___ Reading text
Prashanth Jayaram

Smart database backups in SQL Server 2017

May 14, 2018 by

So far, we’ve discussed several phases of backup that starts with planning, creating, strategizing and implementing. In this article, we are going to see how database administrators can define the strategy to improve backup performance and efficiently manage backups in SQL Server 2017. The following are the topics of discussion:

  1. Discuss checkpoints
  2. Discuss the enhancements made in the Dynamic Management View (DMV) sys.dm_db_file_space_usage for smart differential backups
  3. Discuss the enhancements made for the Dynamic Management function (DMF) sys.dm_db_log_stats  for smart transactional log backup
  4. Understand the functioning of smart differential backup and its internals
  5. Understand the Smart transaction log backup process and its internals
  6. T-SQL scripts
  7. And more…


Background

A checkpoint is a background process that writes dirty pages to disk. A checkpoint performs a full scan of the pages in the buffer pool, lists all the dirty pages that are yet to be written to the disk, and finally writes those pages to the disk. In SQL instances that do not have many dirty pages in the buffer pool, this is a trivial operation. However, with the SQL instances that have OLTP databases, use more memory and/or involve sequential scanning of all pages, the performance of the system could be impacted.
______
___ Rows
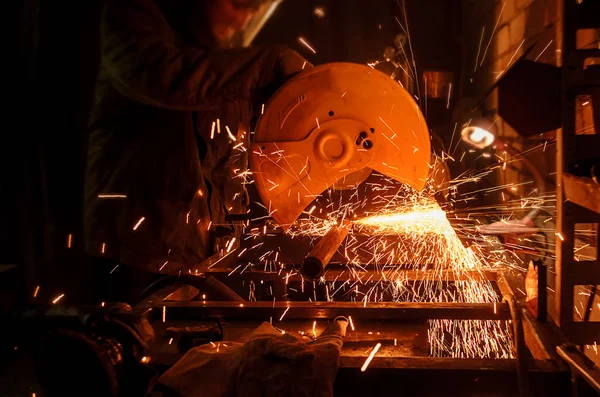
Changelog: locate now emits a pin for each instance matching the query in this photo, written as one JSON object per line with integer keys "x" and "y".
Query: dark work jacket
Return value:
{"x": 155, "y": 179}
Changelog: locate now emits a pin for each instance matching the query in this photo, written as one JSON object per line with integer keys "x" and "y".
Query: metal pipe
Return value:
{"x": 318, "y": 258}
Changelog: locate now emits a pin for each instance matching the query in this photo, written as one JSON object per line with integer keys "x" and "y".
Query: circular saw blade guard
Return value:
{"x": 331, "y": 122}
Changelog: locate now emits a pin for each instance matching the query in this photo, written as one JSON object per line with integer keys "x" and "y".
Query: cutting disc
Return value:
{"x": 334, "y": 124}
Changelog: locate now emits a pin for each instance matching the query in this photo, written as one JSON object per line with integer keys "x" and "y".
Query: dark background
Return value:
{"x": 57, "y": 47}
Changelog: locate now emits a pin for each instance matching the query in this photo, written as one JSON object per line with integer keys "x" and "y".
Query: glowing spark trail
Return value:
{"x": 305, "y": 43}
{"x": 139, "y": 223}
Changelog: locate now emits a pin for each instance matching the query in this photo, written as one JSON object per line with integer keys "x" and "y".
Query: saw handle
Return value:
{"x": 318, "y": 258}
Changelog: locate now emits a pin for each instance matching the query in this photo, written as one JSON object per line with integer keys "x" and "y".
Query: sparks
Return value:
{"x": 231, "y": 136}
{"x": 59, "y": 297}
{"x": 281, "y": 318}
{"x": 139, "y": 223}
{"x": 305, "y": 43}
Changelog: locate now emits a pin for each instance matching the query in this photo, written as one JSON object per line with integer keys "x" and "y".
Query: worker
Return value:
{"x": 167, "y": 135}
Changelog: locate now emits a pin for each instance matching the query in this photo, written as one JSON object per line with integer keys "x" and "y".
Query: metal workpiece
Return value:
{"x": 318, "y": 258}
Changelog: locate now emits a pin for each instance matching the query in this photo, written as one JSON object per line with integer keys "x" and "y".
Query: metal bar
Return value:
{"x": 577, "y": 362}
{"x": 212, "y": 282}
{"x": 393, "y": 274}
{"x": 314, "y": 310}
{"x": 468, "y": 364}
{"x": 318, "y": 258}
{"x": 581, "y": 333}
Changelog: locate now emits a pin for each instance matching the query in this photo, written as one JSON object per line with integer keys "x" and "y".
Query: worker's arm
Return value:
{"x": 140, "y": 55}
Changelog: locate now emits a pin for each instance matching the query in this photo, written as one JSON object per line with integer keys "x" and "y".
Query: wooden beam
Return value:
{"x": 582, "y": 191}
{"x": 315, "y": 310}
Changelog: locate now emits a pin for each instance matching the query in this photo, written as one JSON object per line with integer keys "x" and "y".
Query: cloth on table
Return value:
{"x": 270, "y": 363}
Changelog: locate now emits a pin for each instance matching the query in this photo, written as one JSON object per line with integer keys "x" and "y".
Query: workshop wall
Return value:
{"x": 519, "y": 24}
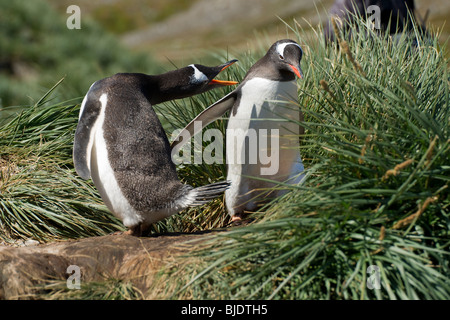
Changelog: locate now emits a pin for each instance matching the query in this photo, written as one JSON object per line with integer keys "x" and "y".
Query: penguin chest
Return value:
{"x": 103, "y": 175}
{"x": 262, "y": 134}
{"x": 262, "y": 141}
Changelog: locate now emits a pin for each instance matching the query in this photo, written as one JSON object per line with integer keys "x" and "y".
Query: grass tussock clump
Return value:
{"x": 375, "y": 203}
______
- Tasks to complete
• a. List the phases of backup that the SQL Server 2017 backups article says have already been discussed.
• b. Transcribe the SQL Server 2017 backups article starting at "A checkpoint is" and ending at "could be impacted.".

- Outputs in order
• a. Planning, creating, strategizing, and implementing.

• b.
A checkpoint is a background process that writes dirty pages to disk. A checkpoint performs a full scan of the pages in the buffer pool, lists all the dirty pages that are yet to be written to the disk, and finally writes those pages to the disk. In SQL instances that do not have many dirty pages in the buffer pool, this is a trivial operation. However, with the SQL instances that have OLTP databases, use more memory and/or involve sequential scanning of all pages, the performance of the system could be impacted.